*Work task 1*: In the article on bone marrow-on-a-chip, which agency provides funding for the Institute's work on radiation's lethal effects on bone marrow?
*Work task 2*: List every role or title that the article on bone marrow-on-a-chip gives for Don Ingber.

*Reading text*:
Date: 6.5.2014
The latest organ-on-a-chip from Harvard's Wyss Institute for Biologically Inspired Engineering reproduces the structure, functions and cellular make-up of bone marrow, a complex tissue that until now could only be studied intact in living animals.
The device, dubbed "bone marrow-on-a-chip," gives scientists a much-needed new tool to test the effects of new drugs and toxic agents on whole bone marrow.
Specifically, the device could be used to develop safe and effective strategies to prevent or treat radiation's lethal effects on bone marrow without resorting to animal testing, a challenge that is being pursued at the Institute with funding support from the U.S. Food & Drug Administration (FDA). In an initial test, the engineered bone marrow, like human marrow, withered in response to radiation unless a drug known to prevent radiation poisoning was present.
The bone marrow-on-a-chip could also be used in the future to maintain a cancer patient's own marrow temporarily while he or she underwent marrow-damaging treatments such as radiation therapy or high-dose chemotherapy.
"Bone marrow is an incredibly complex organ that is responsible for producing all of the blood cell types of our body, and our bone marrow chips are able to recapitulate this complexity in its entirety and maintain it in a functional form in vitro ," said Don Ingber, Founding Director of the Wyss Institute, Judah Folkman Professor of Vascular Biology at Harvard Medical School and Boston Children's Hospital, Professor of Bioengineering at SEAS, and senior author of the paper.

*Source data*:

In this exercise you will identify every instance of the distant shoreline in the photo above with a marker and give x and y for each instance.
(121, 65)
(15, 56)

*Task output 1*: The U.S. Food & Drug Administration (FDA).

*Task output 2*:
- Founding Director of the Wyss Institute
- Judah Folkman Professor of Vascular Biology at Harvard Medical School and Boston Children's Hospital
- Professor of Bioengineering at SEAS
- Senior author of the paper